→ Text section:
┄┄┄┄┄┄

Although such nanoparticles have been used before, this study, which was published in the journal Lab on a Chip ("Multi-reservoir device for detecting a soluble cancer biomarker"), demonstrates that encasing the nanoparticles in a silicone delivery device would allow them to remain in patients’ bodies for an extended period of time. The device can be implanted directly into a tumor, allowing researchers to get a more direct look at what is happening in the tumor over time.
The new technique, known as implanted magnetic sensing, makes use of detection nanoparticles composed of dextran-coated iron oxide. Antibodies specific to a target molecule—in this case, the investigators used antibodies that recognize the soluble cancer biomarker human chorionic gonadotrophin-β—are attached to the surface of the particles. When the target molecules are present, they bind to the particles and cause them to clump together. That clumping can be detected by magnetic resonance imaging.
The nanoparticles are trapped inside the silicone device, which is sealed off by a porous membrane. The membrane allows molecules smaller than 10 nm to get in, but the detection particles are too big to get out. The device can be engineered to test for many different biomarkers simultaneously and to monitor the presence of chemotherapy drugs. In addition, the device could also be used to check whether a tumor is growing or shrinking, or whether it has spread to other locations, by sensing the amount and location of tumor markers.

┄┄┄┄┄┄

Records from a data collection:
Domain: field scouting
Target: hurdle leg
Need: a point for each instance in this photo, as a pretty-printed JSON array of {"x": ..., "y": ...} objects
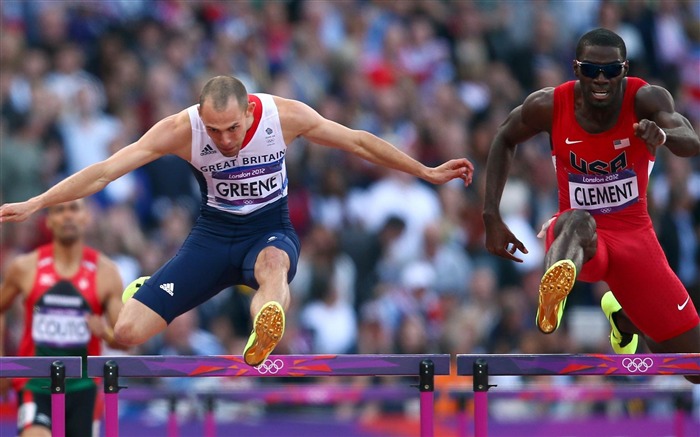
[
  {"x": 481, "y": 389},
  {"x": 427, "y": 397},
  {"x": 58, "y": 399},
  {"x": 172, "y": 417},
  {"x": 209, "y": 418},
  {"x": 111, "y": 391}
]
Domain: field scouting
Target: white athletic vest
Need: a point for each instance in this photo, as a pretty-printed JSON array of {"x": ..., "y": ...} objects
[{"x": 253, "y": 179}]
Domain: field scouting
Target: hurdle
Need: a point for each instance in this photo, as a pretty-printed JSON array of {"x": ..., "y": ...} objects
[
  {"x": 55, "y": 368},
  {"x": 481, "y": 366},
  {"x": 423, "y": 366}
]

┄┄┄┄┄┄

→ Brief 1: In the passage on implanted magnetic sensing, what are the detection nanoparticles made of?
→ Brief 2: Please set down part of the passage on implanted magnetic sensing word for word, starting at the words "Although such nanoparticles" and stopping after the words "tumor over time.".
→ Brief 3: According to the passage on implanted magnetic sensing, what can the device be engineered or used to test for, monitor, or check?
These rows come from a separate source.

→ Written response 1: Dextran-coated iron oxide.

→ Written response 2:
Although such nanoparticles have been used before, this study, which was published in the journal Lab on a Chip ("Multi-reservoir device for detecting a soluble cancer biomarker"), demonstrates that encasing the nanoparticles in a silicone delivery device would allow them to remain in patients’ bodies for an extended period of time. The device can be implanted directly into a tumor, allowing researchers to get a more direct look at what is happening in the tumor over time.

→ Written response 3:
- Many different biomarkers simultaneously
- The presence of chemotherapy drugs
- Whether a tumor is growing or shrinking
- Whether a tumor has spread to other locations